EXERCISE REQUIREMENTS>
Pick out each line in the material that includes the word "image", and copy those lines without any changes.

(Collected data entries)
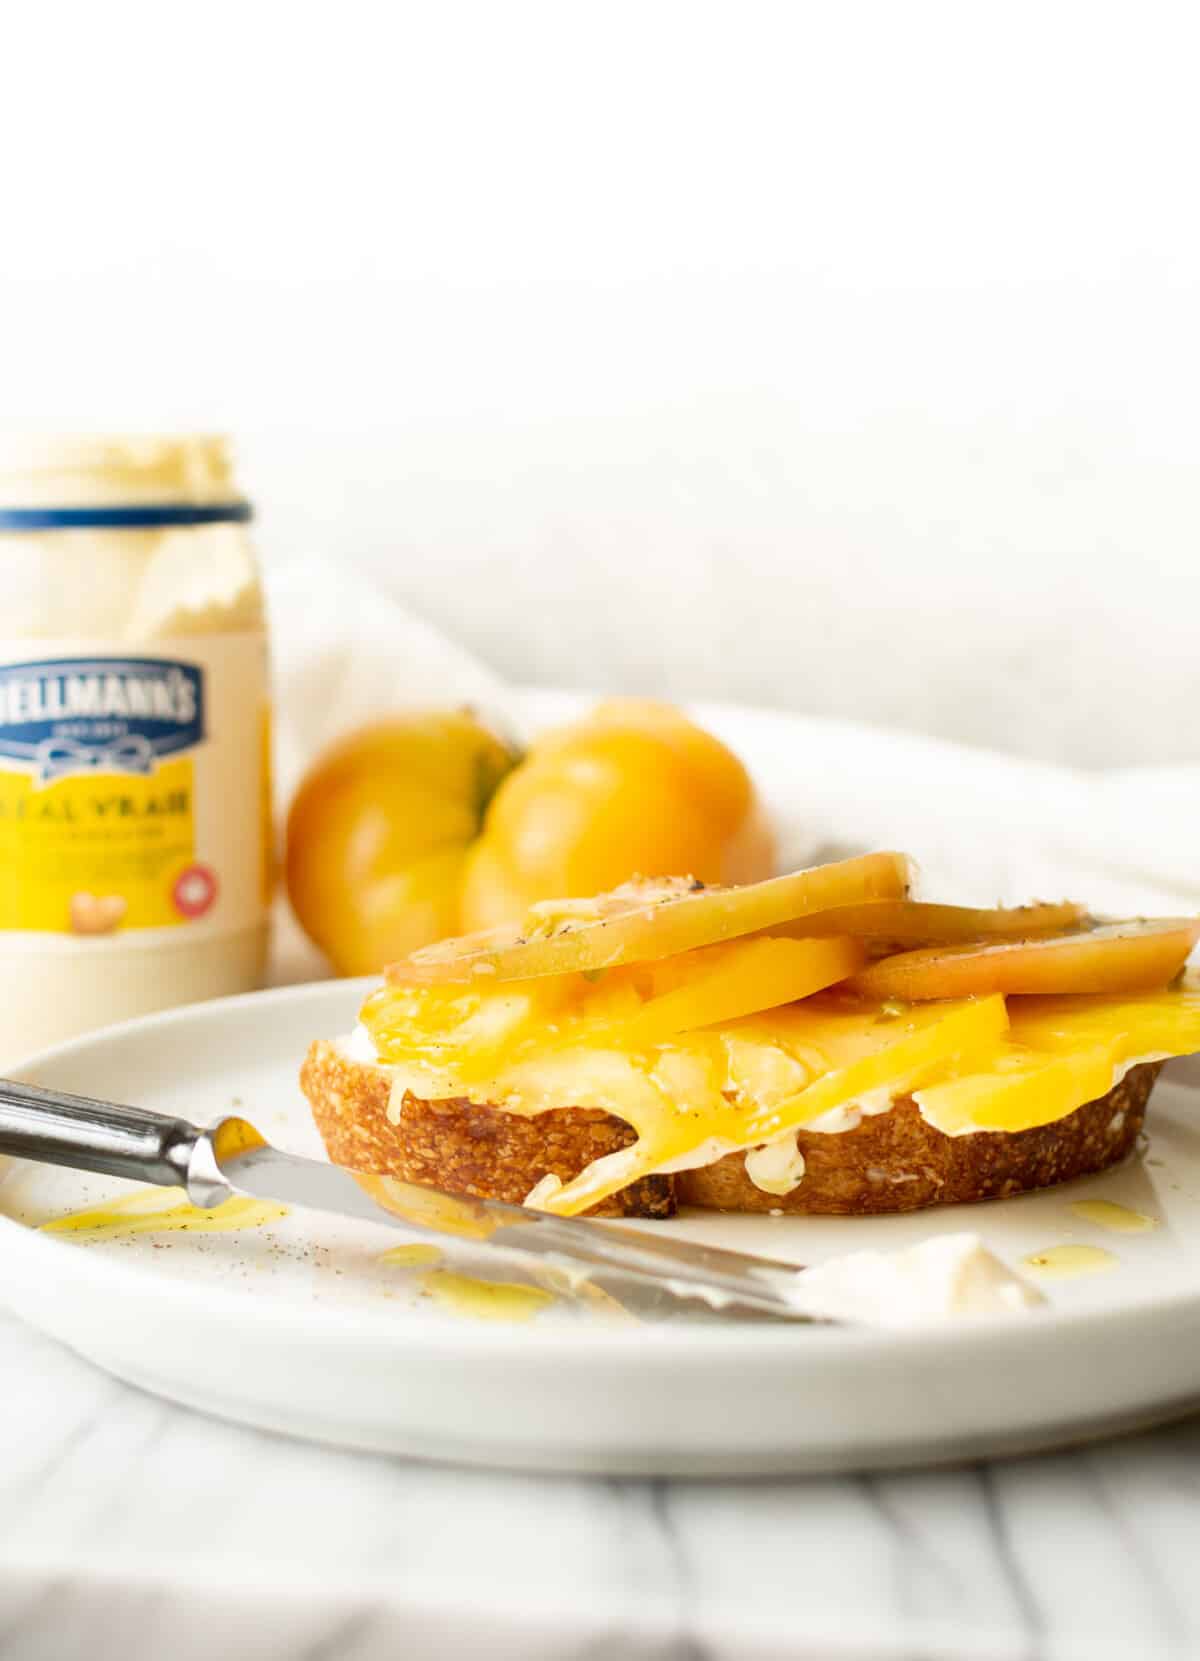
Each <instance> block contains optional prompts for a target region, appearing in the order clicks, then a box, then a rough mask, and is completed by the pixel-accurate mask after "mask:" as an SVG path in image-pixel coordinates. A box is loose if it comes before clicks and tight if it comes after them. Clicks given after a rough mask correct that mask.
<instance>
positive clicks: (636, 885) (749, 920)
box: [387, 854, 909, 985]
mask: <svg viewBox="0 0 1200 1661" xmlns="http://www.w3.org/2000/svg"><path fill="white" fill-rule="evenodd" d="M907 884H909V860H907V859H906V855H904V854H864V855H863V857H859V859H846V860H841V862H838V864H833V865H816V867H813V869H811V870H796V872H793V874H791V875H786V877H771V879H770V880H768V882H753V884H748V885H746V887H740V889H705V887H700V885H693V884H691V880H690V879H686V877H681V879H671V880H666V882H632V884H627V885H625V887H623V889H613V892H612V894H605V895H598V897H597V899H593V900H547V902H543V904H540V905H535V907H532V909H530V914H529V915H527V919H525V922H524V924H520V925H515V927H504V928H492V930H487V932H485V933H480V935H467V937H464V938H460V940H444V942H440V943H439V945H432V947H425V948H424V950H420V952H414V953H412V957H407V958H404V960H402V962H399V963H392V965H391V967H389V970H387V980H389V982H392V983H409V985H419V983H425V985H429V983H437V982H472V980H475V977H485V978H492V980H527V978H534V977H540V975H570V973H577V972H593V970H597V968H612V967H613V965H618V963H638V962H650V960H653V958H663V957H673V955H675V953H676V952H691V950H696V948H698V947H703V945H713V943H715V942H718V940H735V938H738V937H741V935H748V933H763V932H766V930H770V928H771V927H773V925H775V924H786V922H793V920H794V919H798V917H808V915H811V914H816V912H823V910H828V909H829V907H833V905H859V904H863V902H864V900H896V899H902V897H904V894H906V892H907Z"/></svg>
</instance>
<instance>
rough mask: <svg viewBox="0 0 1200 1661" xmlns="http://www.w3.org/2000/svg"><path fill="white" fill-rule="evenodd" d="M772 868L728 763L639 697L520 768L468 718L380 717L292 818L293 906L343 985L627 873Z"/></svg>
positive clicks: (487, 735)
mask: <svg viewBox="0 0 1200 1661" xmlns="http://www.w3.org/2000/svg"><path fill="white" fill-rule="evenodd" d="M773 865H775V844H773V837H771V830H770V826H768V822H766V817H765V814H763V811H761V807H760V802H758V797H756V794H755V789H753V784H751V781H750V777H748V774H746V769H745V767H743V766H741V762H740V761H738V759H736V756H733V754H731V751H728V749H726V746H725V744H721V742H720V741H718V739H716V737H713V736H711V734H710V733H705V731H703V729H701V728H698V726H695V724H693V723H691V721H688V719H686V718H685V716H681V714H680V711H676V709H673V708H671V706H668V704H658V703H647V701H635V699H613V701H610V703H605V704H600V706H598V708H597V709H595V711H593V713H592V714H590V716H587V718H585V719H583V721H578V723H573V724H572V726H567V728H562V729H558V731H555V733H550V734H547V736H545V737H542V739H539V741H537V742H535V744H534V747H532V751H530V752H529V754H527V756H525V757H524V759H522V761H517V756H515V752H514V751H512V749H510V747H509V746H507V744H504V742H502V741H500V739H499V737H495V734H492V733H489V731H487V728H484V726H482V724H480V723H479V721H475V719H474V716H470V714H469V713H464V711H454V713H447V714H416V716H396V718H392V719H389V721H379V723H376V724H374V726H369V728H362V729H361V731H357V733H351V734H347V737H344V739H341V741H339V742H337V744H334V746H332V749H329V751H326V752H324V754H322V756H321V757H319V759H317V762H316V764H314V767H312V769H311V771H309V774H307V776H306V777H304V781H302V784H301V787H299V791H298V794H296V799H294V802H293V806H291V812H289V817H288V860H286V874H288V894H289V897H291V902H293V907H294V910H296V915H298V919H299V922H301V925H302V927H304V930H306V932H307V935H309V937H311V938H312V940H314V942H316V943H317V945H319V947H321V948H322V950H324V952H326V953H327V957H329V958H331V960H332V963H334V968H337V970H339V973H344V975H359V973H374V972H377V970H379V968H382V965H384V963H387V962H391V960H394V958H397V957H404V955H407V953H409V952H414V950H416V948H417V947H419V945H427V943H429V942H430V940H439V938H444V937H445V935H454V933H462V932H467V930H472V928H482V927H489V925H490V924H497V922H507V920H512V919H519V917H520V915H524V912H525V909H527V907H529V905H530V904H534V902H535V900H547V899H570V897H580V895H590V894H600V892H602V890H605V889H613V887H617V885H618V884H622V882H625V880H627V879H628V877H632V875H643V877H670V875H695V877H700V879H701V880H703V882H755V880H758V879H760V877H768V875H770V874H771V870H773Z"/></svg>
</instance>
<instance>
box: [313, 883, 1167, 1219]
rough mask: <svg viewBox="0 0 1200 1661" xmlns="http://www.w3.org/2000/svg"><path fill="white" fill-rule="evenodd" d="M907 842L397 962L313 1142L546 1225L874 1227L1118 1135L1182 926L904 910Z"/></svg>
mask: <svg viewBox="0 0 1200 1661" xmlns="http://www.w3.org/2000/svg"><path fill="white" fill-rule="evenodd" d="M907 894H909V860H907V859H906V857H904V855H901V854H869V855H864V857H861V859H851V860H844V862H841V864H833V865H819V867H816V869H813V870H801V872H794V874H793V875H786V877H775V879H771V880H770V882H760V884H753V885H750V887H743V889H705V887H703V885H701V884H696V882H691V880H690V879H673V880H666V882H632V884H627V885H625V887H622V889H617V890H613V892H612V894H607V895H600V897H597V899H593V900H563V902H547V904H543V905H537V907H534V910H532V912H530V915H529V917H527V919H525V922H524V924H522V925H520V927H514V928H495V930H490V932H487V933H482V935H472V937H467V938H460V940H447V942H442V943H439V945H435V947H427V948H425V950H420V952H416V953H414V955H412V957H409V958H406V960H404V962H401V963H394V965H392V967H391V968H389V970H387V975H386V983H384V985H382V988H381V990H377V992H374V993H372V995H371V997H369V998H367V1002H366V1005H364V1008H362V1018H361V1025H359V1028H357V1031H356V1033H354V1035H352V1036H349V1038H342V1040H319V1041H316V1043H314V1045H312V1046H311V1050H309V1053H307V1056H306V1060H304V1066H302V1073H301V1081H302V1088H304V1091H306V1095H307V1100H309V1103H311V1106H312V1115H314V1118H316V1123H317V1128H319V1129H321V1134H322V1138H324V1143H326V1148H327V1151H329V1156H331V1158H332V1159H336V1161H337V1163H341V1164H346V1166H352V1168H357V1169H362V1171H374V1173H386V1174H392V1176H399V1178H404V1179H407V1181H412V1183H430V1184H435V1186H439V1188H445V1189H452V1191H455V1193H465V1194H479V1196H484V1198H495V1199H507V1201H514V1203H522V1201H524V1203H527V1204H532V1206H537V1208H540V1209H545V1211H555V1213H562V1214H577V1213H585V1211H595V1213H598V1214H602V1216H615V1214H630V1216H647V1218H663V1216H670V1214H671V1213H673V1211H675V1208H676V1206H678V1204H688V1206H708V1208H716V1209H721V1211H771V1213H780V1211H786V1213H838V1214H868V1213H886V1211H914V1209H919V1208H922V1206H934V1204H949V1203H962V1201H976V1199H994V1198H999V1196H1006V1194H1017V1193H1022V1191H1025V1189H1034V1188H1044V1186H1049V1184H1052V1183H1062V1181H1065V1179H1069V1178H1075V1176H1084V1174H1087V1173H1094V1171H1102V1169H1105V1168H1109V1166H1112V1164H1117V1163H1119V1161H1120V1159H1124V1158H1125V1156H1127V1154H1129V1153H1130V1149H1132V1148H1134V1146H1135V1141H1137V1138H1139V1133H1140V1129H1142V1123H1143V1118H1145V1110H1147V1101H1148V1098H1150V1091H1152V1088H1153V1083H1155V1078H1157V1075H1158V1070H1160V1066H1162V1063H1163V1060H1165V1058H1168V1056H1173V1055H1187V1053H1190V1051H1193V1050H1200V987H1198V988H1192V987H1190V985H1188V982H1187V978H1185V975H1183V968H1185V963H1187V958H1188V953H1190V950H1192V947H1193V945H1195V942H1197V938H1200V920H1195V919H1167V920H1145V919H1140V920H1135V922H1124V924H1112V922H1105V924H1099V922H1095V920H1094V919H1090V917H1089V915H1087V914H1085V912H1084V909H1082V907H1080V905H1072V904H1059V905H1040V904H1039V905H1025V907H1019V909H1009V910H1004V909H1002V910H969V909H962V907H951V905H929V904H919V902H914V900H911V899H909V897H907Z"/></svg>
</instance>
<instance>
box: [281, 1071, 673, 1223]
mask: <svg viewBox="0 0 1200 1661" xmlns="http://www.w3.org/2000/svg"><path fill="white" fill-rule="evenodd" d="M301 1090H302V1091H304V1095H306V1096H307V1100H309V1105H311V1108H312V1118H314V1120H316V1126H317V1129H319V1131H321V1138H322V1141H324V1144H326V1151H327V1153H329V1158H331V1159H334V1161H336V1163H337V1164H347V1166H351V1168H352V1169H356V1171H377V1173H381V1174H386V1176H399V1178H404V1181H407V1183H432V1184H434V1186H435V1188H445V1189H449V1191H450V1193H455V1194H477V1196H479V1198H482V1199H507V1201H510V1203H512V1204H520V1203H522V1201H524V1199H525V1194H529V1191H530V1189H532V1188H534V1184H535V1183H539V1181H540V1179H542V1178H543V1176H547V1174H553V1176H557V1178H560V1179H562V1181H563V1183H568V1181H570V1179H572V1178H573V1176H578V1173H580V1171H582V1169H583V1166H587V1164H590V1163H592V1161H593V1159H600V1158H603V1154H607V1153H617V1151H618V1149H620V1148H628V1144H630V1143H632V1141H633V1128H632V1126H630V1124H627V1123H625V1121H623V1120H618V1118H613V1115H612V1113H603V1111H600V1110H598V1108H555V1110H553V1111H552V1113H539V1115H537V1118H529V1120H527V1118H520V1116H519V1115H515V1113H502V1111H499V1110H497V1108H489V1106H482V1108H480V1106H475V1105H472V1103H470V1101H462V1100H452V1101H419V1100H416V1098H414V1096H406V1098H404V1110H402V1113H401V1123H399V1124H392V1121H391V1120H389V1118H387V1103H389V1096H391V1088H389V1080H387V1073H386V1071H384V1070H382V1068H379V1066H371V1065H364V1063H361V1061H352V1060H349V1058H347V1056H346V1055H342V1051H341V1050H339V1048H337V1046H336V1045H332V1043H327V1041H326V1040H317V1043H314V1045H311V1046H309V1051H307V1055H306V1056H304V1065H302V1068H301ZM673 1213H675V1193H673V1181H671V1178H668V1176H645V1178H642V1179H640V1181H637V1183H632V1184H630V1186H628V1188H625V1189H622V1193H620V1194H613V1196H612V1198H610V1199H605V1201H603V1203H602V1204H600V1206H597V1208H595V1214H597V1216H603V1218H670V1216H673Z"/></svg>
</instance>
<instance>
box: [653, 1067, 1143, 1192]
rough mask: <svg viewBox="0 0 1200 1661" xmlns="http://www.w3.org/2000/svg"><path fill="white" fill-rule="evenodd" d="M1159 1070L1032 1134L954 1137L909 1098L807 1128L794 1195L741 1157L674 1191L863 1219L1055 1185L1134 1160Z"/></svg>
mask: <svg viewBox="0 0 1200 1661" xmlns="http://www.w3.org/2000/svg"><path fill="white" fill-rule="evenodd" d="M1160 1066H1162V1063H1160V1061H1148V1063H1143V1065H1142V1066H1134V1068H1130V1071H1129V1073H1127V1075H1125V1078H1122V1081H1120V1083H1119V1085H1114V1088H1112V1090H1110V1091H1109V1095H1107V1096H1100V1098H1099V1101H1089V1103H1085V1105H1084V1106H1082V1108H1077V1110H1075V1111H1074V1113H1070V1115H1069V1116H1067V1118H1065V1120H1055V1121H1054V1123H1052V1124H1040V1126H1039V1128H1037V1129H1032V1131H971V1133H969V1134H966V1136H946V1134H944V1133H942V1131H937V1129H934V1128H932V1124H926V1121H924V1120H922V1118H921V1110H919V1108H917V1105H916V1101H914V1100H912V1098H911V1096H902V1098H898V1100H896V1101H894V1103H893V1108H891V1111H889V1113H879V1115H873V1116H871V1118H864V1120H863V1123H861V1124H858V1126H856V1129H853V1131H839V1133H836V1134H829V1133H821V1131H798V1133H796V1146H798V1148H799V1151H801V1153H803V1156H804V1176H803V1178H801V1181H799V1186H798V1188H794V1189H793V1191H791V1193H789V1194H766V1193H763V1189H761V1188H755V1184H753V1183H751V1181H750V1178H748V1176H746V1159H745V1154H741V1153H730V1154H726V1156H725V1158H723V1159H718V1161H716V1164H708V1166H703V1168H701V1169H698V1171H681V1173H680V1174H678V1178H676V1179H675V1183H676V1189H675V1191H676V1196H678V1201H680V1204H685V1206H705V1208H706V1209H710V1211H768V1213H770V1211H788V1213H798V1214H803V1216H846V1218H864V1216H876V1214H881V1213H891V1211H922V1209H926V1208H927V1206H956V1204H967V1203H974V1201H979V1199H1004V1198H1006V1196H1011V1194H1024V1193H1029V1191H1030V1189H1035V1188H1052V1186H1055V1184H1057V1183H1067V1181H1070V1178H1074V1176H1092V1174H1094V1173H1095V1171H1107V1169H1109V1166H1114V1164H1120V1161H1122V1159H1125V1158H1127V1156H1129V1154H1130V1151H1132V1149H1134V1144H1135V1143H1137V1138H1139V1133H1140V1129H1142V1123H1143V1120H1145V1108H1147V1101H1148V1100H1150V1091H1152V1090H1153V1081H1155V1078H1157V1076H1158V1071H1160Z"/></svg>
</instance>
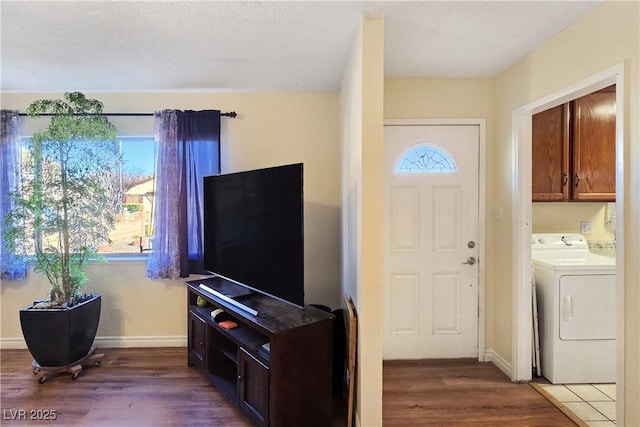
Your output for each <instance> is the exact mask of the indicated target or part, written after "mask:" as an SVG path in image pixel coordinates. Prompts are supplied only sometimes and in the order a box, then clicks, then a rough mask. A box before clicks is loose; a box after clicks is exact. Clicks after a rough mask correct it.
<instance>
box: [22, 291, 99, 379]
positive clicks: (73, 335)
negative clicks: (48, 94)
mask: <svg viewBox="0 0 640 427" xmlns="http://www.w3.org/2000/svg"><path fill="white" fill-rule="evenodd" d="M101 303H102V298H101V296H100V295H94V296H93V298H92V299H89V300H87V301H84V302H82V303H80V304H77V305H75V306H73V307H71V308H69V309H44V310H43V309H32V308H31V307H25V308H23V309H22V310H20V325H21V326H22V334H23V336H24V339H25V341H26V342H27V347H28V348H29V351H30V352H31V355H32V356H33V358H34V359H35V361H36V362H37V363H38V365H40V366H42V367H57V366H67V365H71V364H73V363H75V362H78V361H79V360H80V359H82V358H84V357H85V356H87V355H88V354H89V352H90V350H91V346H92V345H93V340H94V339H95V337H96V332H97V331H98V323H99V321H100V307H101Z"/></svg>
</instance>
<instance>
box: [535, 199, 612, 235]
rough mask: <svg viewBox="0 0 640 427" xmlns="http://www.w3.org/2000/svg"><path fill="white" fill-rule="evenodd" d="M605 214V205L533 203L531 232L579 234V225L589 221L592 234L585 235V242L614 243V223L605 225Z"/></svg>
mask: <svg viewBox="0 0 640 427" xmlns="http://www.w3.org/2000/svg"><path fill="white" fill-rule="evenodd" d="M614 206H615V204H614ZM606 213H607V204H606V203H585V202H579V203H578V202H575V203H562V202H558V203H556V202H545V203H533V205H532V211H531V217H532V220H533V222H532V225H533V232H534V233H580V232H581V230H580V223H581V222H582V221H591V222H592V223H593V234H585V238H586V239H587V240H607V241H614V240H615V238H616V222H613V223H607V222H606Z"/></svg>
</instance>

TASK ANSWER>
Each <instance> block contains optional prompts for a target region, appearing in the order clicks, then a box, then a rough mask, and is completed by the pixel-accurate mask after "mask:" as an SVG path in image-pixel coordinates. A box is loose if it comes before clicks and tight if it comes after them. Clicks given after a rough mask correct that mask.
Your output for each <instance> is the exact mask of the indicated target or part, written after "mask:" as an SVG path in image pixel coordinates. Prompts are supplied only sometimes and in the order a box, then clicks, then a rough mask. A box before clicks is loose; a box after clicks is exact. Clicks after a rough mask correct it.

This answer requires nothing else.